- Brief -
Your task is to output the entries below word for word.

- Dataset records -
* * * * *

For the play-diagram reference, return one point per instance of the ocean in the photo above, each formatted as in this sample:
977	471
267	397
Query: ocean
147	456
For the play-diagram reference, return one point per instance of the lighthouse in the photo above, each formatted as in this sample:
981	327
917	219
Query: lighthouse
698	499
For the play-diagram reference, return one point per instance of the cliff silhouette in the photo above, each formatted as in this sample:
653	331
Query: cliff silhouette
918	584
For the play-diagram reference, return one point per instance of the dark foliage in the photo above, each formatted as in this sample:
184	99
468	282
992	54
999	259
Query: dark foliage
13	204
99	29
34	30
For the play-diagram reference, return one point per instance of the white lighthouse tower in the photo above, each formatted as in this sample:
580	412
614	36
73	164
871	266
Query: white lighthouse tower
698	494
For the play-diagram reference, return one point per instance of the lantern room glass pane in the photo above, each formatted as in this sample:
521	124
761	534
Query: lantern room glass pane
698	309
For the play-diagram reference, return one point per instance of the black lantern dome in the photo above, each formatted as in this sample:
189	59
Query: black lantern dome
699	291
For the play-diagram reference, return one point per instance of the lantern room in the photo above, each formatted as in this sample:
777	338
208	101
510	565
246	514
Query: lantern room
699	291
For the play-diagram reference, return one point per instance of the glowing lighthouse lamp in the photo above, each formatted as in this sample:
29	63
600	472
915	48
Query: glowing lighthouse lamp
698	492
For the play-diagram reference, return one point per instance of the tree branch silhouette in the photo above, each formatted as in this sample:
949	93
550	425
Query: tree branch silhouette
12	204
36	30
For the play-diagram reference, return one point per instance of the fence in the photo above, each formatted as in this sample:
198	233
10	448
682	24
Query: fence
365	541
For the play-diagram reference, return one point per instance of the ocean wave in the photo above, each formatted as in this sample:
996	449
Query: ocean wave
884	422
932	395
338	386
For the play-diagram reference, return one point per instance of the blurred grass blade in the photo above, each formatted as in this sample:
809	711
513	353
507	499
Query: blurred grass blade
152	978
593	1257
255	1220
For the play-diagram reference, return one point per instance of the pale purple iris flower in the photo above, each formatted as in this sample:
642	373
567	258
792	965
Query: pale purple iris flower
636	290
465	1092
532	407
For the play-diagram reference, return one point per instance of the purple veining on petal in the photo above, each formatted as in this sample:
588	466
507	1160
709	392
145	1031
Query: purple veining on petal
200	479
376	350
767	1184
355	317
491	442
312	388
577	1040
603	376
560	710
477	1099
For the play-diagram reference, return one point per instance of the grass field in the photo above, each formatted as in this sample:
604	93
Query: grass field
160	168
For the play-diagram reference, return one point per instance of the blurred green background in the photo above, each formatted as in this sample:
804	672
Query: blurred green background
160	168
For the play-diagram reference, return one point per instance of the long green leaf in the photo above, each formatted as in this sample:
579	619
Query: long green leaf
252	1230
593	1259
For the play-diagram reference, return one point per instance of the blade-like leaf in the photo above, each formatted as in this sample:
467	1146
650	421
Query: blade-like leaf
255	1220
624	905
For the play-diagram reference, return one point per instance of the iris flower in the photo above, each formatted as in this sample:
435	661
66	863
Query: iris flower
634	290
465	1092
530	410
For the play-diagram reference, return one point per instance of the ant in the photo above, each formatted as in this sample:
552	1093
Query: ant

* * * * *

- Task output -
For the play-diagram reference, return one point per instance of the ocean in the photo above, each formatted as in this sample:
977	471
267	397
Query: ocean
147	456
For the play-diagram reference, return one point per instance of the lighthouse in the photo above, each formatted as in this sample:
981	327
917	219
Query: lighthouse
698	499
For the play-diagram reference, return one point per instance of the cliff silhouette in the photo above, each formatted as in this sample:
653	331
Query: cliff silhouette
918	584
For the play-diagram reference, return one point per instance of the dark foliage in the photo above, each formatted as in this sample:
184	99
468	282
992	54
999	259
Query: dark foliage
13	204
99	29
34	30
For the play-diagram reference, return one point per instance of the white lighthouse tower in the photo above, each formatted as in this sample:
580	412
614	36
73	164
871	266
Query: white lighthouse tower
698	494
For the play-diagram reference, return one point per instance of the lantern room glass pane in the photo above, each formatted as in this sample:
521	124
761	534
Query: lantern room glass pane
698	309
For the play-diagram reference, return one point per instance of the black lantern dome in the photo above, each formatted as in this sample:
189	59
Query: black lantern dome
699	291
For the play-diagram reference, return one point per instance of the lantern room in the photo above, each formatted as in this sample:
777	338
208	101
510	565
246	514
Query: lantern room
699	291
For the play-diagram reference, return one point per instance of the glowing lighthouse lamp in the photo above, each formatted as in this sample:
29	63
600	472
915	48
Query: glowing lighthouse lamp
698	492
For the play-diagram reference, return one point per instance of the tree branch silhouette in the photo above, each formatted as in this sample:
949	93
550	425
Query: tree branch silhouette
12	204
36	30
For the play-diagram reference, return one point per instance of the fence in the photo above, each formatted as in this sample:
198	233
10	448
682	24
Query: fence
365	541
For the play-diagram reference, return one point per instance of the ocean wave in the photo above, each formatted as in this sample:
996	449
Query: ocean wave
884	422
932	395
338	386
For the play-diagram reference, return one point per instance of the blurred grass blade in the photo above, each formatted as in this sample:
809	711
513	353
507	499
Query: blurred grass blade
152	978
593	1257
255	1220
For the play-diagram reference, return one point per instance of the pale purple iris flower in the photo above, each formatted as in this sample:
642	373
567	258
792	965
Query: pale purple iris flower
636	290
465	1092
532	407
For the play-diagram reference, return one point per instance of the purple veining on petal in the photo above, each formatted as in this sample:
588	466
507	1160
709	392
145	1031
Query: purple veining on petal
200	479
376	350
767	1184
355	317
491	442
312	388
577	1040
603	376
560	710
477	1099
For the play-diagram reference, return one point per instance of the grass field in the photo above, each formatted as in this sample:
604	93
Query: grass field
160	168
For the play-diagram reference, return one point per instance of the blurred green background in the photo above, each formatted as in this sample:
804	672
Query: blurred green background
160	168
For the play-diagram reference, return one point per instance of the long green leaf in the photo above, each formatted as in this sample:
579	619
Query: long green leaf
252	1230
593	1259
For the play-diagram reference, return one point per instance of the blade-like leaf in the photo above, each formatted as in this sample:
467	1146
650	421
Query: blade-like leaf
255	1220
624	905
For the play-diagram reference, return one point per instance of the iris flower in the photo above, each formatted as in this sample:
435	661
66	863
Query: iris flower
634	290
465	1092
530	410
For the play-diagram reference, return one point per instance of the ant in the photo above, each formatted as in this sample:
552	1093
Query: ant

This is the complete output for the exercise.